● WHAT NEEDS TO BE DONE
Locate the line containing "the castle tower?" in the material below; repeat it and every line after it, exactly as written.

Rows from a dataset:
◆ ◆ ◆

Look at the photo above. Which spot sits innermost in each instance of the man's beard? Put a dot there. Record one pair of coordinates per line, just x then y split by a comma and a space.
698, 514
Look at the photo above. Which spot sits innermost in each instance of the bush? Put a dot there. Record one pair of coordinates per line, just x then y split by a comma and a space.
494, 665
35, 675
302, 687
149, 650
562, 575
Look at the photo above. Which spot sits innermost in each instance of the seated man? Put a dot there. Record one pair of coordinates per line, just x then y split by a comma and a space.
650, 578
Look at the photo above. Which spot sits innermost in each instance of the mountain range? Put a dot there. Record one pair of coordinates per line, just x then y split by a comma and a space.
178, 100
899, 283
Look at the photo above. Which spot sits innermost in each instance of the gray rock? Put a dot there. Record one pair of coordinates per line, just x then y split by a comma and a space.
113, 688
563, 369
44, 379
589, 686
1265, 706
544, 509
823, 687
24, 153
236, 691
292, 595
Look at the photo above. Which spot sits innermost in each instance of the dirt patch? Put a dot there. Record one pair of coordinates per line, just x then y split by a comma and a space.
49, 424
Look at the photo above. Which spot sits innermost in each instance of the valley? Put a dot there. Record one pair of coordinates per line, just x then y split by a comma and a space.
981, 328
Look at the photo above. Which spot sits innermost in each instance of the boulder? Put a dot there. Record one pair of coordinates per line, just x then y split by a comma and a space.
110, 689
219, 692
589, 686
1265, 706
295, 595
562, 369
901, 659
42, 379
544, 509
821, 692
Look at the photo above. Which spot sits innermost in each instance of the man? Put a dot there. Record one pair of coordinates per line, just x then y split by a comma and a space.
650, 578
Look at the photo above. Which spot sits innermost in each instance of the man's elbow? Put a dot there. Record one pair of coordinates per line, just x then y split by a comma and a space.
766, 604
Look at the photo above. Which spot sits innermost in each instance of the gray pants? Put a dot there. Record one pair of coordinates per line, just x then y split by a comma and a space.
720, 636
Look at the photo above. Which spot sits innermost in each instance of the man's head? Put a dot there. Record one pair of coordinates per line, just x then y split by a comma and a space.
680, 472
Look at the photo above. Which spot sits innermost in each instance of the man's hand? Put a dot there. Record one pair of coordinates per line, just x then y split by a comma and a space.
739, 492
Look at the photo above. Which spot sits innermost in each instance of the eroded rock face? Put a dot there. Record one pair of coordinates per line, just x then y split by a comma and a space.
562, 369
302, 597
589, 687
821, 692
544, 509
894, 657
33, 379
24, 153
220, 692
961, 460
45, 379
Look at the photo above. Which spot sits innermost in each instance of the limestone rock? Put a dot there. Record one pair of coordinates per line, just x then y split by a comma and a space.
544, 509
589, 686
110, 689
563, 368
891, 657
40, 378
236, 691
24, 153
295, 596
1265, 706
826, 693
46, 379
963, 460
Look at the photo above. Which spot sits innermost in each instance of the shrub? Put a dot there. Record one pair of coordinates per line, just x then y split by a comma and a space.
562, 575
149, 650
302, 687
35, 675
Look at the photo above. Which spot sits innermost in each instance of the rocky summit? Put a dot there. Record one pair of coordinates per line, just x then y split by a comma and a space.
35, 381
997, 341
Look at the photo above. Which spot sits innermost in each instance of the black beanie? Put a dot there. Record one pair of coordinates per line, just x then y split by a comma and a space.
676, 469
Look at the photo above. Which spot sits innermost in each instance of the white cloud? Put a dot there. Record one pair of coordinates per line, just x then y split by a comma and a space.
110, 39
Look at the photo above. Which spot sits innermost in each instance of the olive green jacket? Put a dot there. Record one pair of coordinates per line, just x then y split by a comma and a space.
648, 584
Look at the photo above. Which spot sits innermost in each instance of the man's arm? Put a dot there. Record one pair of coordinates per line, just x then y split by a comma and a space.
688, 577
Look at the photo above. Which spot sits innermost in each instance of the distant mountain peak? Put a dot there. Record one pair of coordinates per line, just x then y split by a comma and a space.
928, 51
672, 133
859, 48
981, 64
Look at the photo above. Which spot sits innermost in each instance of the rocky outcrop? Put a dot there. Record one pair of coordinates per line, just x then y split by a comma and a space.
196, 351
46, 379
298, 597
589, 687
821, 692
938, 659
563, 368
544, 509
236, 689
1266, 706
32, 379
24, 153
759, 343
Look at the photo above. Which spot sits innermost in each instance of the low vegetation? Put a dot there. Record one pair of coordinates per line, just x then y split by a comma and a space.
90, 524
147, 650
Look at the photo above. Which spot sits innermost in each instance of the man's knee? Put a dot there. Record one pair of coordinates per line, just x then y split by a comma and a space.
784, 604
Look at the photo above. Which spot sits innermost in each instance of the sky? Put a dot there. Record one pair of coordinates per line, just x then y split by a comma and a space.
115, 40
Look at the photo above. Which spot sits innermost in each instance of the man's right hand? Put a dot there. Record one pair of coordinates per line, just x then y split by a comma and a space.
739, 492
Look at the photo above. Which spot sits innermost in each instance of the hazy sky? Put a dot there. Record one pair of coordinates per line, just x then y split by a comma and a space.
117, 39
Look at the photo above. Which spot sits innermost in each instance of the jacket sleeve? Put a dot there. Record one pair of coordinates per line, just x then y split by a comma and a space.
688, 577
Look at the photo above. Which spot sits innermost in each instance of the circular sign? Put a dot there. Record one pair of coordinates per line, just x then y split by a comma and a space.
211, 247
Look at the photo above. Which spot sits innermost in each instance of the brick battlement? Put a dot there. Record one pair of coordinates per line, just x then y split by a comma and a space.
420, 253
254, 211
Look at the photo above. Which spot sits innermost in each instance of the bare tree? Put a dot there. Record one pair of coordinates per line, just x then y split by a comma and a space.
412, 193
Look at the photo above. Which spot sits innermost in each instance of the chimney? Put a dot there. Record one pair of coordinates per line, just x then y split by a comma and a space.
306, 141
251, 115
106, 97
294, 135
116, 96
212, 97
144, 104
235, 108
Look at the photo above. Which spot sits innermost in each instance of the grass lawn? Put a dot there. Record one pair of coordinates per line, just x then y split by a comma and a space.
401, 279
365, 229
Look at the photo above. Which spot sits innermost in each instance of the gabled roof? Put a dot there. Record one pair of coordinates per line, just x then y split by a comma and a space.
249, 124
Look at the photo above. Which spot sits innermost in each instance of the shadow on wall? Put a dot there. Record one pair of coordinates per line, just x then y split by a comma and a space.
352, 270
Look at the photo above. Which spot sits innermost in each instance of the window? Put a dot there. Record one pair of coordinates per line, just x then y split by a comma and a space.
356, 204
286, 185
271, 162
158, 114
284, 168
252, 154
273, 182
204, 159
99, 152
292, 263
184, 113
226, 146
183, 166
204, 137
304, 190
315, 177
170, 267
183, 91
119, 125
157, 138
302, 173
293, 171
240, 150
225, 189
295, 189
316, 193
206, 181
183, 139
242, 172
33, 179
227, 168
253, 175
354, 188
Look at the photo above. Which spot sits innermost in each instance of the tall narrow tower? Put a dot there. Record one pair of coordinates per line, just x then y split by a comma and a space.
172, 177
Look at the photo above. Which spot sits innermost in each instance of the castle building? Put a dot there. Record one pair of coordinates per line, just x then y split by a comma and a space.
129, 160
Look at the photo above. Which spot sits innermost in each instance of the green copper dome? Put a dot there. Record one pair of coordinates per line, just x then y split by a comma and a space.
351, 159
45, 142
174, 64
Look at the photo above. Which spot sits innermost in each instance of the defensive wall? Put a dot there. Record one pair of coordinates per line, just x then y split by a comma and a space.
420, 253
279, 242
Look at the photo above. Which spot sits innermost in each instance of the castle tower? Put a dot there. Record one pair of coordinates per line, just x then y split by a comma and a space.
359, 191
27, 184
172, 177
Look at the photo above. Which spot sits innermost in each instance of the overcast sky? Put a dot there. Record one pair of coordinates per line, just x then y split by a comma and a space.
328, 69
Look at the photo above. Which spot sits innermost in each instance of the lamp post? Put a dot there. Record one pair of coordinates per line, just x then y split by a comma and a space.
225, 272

◆ ◆ ◆

● EXERCISE ANSWER
Look at the photo above. Which spot sits innermost in each instance of the castle tower? Put a dot there. Record one pair of coordinates per line, just x then y split by a comma and a space.
359, 191
27, 184
172, 177
Look at the photo above. Which spot sits innermost in each instance of the overcast sky? Put a dot there. Record one pair of coordinates per line, just x then y split by a comma and a space.
328, 69
Look at the photo above. Which spot sits innermost in each instance of the lamp post? Put a dot there. Record one pair of coordinates per line, just x then y split by a comma and a space.
225, 272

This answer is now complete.